**REQUIRED WORK**
Among the entries below, find the lines with "hazy" and copy them.

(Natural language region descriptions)
* * * * * * * * *

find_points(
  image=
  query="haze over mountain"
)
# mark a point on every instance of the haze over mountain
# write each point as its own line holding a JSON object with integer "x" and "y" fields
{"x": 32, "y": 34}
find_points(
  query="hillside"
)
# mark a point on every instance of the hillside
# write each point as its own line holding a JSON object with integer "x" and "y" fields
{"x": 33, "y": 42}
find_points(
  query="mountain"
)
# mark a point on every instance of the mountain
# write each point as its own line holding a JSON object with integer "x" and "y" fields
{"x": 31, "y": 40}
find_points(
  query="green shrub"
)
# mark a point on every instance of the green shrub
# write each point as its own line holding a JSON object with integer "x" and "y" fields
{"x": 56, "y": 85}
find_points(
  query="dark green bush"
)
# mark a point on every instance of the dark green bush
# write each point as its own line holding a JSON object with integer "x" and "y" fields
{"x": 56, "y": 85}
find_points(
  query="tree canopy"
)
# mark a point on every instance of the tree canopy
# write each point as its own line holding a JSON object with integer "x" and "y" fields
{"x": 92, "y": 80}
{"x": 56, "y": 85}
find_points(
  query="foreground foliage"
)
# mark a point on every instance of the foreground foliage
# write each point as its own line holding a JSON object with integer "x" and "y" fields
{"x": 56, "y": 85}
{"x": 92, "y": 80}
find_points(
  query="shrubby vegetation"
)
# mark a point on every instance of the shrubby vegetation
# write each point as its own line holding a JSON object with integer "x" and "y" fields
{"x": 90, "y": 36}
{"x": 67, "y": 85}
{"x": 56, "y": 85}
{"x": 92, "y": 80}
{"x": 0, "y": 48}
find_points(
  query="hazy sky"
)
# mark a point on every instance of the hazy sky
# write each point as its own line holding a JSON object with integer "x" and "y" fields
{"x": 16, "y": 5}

* * * * * * * * *

**SOLUTION TO THIS TASK**
  query="hazy sky"
# mark a point on every instance of the hazy sky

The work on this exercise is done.